=== Data records ===

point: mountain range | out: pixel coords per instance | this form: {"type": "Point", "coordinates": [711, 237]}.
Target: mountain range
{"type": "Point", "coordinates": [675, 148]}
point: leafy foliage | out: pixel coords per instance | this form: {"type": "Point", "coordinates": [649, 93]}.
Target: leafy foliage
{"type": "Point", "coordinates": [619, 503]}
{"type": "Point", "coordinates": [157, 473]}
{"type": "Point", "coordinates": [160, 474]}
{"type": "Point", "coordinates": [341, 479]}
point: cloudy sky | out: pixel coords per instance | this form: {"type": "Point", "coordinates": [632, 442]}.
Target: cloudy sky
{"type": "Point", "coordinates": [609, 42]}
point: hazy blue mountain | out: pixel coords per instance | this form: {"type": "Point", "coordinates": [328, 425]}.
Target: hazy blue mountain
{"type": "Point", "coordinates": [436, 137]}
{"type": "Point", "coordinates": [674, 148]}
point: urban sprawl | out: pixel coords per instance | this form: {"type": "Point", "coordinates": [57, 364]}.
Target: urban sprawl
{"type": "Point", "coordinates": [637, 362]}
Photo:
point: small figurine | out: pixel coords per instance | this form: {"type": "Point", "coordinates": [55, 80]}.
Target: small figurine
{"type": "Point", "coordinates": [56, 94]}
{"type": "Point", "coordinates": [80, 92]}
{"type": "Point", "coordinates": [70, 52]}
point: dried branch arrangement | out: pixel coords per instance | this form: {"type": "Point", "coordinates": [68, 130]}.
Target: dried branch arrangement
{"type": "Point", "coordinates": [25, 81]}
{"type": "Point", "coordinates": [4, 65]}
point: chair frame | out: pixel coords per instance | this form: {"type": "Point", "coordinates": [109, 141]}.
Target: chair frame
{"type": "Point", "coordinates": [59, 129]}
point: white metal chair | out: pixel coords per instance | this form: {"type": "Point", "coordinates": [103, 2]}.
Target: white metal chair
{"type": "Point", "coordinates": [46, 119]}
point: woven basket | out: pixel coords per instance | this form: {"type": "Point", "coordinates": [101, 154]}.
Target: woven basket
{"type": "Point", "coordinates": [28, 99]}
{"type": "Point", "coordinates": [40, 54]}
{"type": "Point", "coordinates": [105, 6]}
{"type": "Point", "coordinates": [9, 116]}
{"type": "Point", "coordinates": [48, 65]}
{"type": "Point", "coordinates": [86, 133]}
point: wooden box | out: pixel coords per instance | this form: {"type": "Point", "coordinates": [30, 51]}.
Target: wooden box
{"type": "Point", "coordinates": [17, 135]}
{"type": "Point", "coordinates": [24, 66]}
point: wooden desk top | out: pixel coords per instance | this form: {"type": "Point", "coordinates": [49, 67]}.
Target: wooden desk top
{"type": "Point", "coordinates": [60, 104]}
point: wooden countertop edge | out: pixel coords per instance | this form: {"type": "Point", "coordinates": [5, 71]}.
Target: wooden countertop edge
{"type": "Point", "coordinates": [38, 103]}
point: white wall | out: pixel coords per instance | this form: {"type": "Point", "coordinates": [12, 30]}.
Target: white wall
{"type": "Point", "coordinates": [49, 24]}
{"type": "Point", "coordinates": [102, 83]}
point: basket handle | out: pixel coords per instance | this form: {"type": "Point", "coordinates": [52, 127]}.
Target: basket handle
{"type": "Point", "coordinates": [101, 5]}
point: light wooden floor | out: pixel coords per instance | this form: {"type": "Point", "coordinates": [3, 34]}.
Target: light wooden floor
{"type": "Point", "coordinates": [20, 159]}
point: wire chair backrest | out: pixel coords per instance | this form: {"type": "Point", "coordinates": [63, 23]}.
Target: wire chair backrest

===

Every record should be printed again exactly as it reads.

• _Completed exercise_:
point: mountain range | out: pixel coords per instance | this form: {"type": "Point", "coordinates": [711, 237]}.
Target: mountain range
{"type": "Point", "coordinates": [675, 148]}
point: leafy foliage | out: pixel coords per instance | this form: {"type": "Point", "coordinates": [649, 93]}.
Target: leafy foliage
{"type": "Point", "coordinates": [619, 503]}
{"type": "Point", "coordinates": [157, 473]}
{"type": "Point", "coordinates": [160, 474]}
{"type": "Point", "coordinates": [341, 479]}
point: cloudy sky | out: pixel coords per instance | this form: {"type": "Point", "coordinates": [632, 442]}.
Target: cloudy sky
{"type": "Point", "coordinates": [609, 42]}
point: hazy blue mountain | out: pixel coords per instance | this form: {"type": "Point", "coordinates": [328, 425]}.
Target: hazy blue mountain
{"type": "Point", "coordinates": [436, 137]}
{"type": "Point", "coordinates": [674, 148]}
point: urban sprawl | out: pixel coords per instance | this form: {"type": "Point", "coordinates": [57, 364]}.
Target: urban sprawl
{"type": "Point", "coordinates": [637, 362]}
Photo:
point: small figurine | out: pixel coords per instance | this form: {"type": "Point", "coordinates": [55, 80]}.
Target: small figurine
{"type": "Point", "coordinates": [56, 94]}
{"type": "Point", "coordinates": [80, 92]}
{"type": "Point", "coordinates": [70, 52]}
point: dried branch arrangement | out: pixel coords per instance | this form: {"type": "Point", "coordinates": [68, 130]}.
Target: dried branch arrangement
{"type": "Point", "coordinates": [25, 81]}
{"type": "Point", "coordinates": [4, 65]}
point: chair frame | out: pixel coords per instance | this form: {"type": "Point", "coordinates": [109, 141]}.
Target: chair frame
{"type": "Point", "coordinates": [59, 129]}
point: white metal chair | out: pixel coords per instance | this form: {"type": "Point", "coordinates": [103, 2]}.
Target: white metal chair
{"type": "Point", "coordinates": [46, 119]}
point: woven basket | out: pixel coords per instance | this form: {"type": "Point", "coordinates": [101, 154]}.
Target: woven basket
{"type": "Point", "coordinates": [28, 99]}
{"type": "Point", "coordinates": [40, 54]}
{"type": "Point", "coordinates": [105, 6]}
{"type": "Point", "coordinates": [9, 116]}
{"type": "Point", "coordinates": [48, 65]}
{"type": "Point", "coordinates": [86, 133]}
point: wooden box | out: pixel coords per instance | this form: {"type": "Point", "coordinates": [30, 51]}.
Target: wooden box
{"type": "Point", "coordinates": [17, 135]}
{"type": "Point", "coordinates": [24, 66]}
point: wooden desk top | out: pixel coords per instance | this form: {"type": "Point", "coordinates": [49, 67]}.
Target: wooden desk top
{"type": "Point", "coordinates": [60, 104]}
point: wooden countertop edge | out: pixel coords per instance | this form: {"type": "Point", "coordinates": [5, 71]}.
Target: wooden countertop edge
{"type": "Point", "coordinates": [38, 103]}
point: white wall | out: pixel coords per instance | this form: {"type": "Point", "coordinates": [12, 30]}.
Target: white wall
{"type": "Point", "coordinates": [49, 24]}
{"type": "Point", "coordinates": [102, 83]}
point: basket handle | out: pixel coords per instance | this form: {"type": "Point", "coordinates": [52, 127]}.
Target: basket handle
{"type": "Point", "coordinates": [101, 5]}
point: light wooden floor | out: pixel coords per instance | this form: {"type": "Point", "coordinates": [3, 34]}.
Target: light wooden floor
{"type": "Point", "coordinates": [20, 159]}
point: wire chair backrest | out: pixel coords per instance | this form: {"type": "Point", "coordinates": [63, 23]}.
Target: wire chair backrest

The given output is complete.